PARIS, 3 octobre (Reuters) - La commission d'instruction de la Cour de justice de la République (CJR) a ordonné le renvoi en procès du ministre de la Justice, Eric Dupond-Moretti, pour "prises illégales d'intérêt", a déclaré lundi à Reuters une porte-parole de la Cour de cassation.

C'est la première fois qu'un ministre français en exercice est renvoyé devant la CJR, juridiction spécialement chargée de juger les ministres ou ex-ministres pour des crimes ou délits commis dans l'exercice de leurs fonctions.

Eric Dupond-Moretti avait été mis en examen l'an dernier pour avoir ordonné, peu après avoir été nommé ministre de la Justice, l'ouverture d'enquêtes administratives contre des magistrats avec lesquels il avait eu maille à partir lorsqu'il était avocat.

Les magistrats de la commission d'instruction de la CJR, issus de la Cour de cassation, ont estimé dans leurs conclusions rendues lundi qu'il y avait suffisamment d'éléments dans le dossier pour caractériser la "prise illégale d'intérêts", un délit passible de cinq ans de prison et 500.000 euros d'amende.

Tâches à réaliser
[1] Pour chacune des affirmations ci-dessous, indiquez par oui ou par non si elle concorde avec la dépêche sur le renvoi d'Eric Dupond-Moretti devant la CJR, et citez mot pour mot le passage qui tranche.
(a) Le renvoi en procès a été ordonné par la commission d'instruction de la CJR.
(b) Eric Dupond-Moretti a été mis en examen cette année.
(c) Le délit retenu est passible de dix ans de prison.
[2] Poursuivez la dépêche sur le renvoi d'Eric Dupond-Moretti devant la CJR en reprenant après sa dernière phrase.

Liste des données:
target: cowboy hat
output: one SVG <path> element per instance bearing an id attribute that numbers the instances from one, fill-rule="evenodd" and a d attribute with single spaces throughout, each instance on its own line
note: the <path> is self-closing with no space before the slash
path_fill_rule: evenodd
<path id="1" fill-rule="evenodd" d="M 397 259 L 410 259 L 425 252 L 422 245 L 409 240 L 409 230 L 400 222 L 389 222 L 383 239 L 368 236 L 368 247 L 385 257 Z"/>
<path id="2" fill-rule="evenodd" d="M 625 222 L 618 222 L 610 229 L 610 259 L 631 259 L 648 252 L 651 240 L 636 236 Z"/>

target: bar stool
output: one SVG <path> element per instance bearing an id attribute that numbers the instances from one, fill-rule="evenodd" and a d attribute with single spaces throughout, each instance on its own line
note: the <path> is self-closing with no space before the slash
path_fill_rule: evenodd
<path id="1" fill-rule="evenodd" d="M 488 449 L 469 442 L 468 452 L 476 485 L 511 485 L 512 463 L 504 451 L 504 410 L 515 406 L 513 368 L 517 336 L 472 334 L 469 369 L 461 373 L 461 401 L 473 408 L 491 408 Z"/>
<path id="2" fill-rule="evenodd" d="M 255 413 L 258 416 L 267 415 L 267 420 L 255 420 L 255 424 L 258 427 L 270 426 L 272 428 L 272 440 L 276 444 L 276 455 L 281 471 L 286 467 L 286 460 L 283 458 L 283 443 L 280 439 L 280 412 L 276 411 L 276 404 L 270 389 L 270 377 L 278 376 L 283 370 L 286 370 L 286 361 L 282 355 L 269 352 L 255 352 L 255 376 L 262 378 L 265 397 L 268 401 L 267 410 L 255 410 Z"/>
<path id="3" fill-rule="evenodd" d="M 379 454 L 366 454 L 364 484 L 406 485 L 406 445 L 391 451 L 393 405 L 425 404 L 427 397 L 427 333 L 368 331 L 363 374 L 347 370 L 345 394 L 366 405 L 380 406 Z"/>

Résultats par tâche
[1]
(a) Oui : « La commission d'instruction de la Cour de justice de la République (CJR) a ordonné le renvoi en procès du ministre de la Justice, Eric Dupond-Moretti »
(b) Non : « avait été mis en examen l'an dernier »
(c) Non : « un délit passible de cinq ans de prison et 500.000 euros d'amende »

[2]
Pour les avocats du ministre, la décision de la CJR est "sans surprise" puisqu'il s'agit de "la traduction judiciaire de la déclaration de guerre annoncée par certains syndicats de magistrats le soir-même de la nomination d'Eric Dupond-Moretti."

"Il n'en reste pas moins qu'il s'agit là d'une instrumentalisation gravissime du droit pénal et de la Cour de justice dont le seul objectif est de nuire à l'action politique du ministre de la Justice", a dit à Reuters l'un des conseils d'Eric Dupond-Moretti, Me Rémi Lorrain.

Les avocats du ministre ont annoncé qu'ils allaient se pourvoir en cassation contre son renvoi en procès.

Eric Dupond-Moretti, qui conteste avoir été à l'initiative de ces enquêtes pouvant déboucher sur une procédure disciplinaire contre les magistrats concernés, a toujours exclu de démissionner.

"Le ministre est extrêmement serein, il ne va pas démissionner", a déclaré Me Rémi Lorrain. "La Constitution ne prévoit pas que les syndicats de magistrats puissent choisir leur ministre ou avoir un droit de véto sur le nom du ministre de la Justice."

"Comme il l'a rappelé à plusieurs reprises, le ministre tire sa légitimité du président de la République et de la Première ministre", a-t-il insisté. (Reportage de Tassilo Hummel et Elizabeth Pineau, rédigé par Tangi Salaün, édité par Kate Entringer et Sophie Louet)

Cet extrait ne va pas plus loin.